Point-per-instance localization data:
# # # #
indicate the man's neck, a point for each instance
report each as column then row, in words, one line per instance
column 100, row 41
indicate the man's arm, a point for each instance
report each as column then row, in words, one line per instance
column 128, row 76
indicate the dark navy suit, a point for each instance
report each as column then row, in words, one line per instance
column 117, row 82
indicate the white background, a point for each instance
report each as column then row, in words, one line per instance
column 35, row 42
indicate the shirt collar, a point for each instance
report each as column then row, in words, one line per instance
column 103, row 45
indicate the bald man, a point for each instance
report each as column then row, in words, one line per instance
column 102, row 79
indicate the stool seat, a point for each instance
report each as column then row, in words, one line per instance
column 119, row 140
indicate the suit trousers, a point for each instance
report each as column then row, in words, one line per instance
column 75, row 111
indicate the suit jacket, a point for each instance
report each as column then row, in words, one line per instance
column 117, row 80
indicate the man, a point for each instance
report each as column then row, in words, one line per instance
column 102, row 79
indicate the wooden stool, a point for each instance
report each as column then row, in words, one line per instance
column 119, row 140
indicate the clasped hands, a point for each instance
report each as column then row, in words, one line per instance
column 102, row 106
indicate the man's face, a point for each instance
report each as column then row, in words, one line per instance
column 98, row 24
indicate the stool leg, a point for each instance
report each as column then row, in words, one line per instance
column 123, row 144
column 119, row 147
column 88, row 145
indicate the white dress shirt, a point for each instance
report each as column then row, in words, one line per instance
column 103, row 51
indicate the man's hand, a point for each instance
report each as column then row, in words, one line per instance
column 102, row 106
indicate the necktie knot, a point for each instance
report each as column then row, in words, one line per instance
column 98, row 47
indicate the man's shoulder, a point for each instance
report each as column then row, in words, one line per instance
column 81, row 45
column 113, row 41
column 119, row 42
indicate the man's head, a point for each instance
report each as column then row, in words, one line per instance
# # # #
TO DO
Wherever a line in the data above contains the word "stool", copy that line.

RESPONSE TO THIS EXERCISE
indicate the stool seat, a point for each instance
indicate the wooden stool, a point for each instance
indicate the stool leg, a point for each instance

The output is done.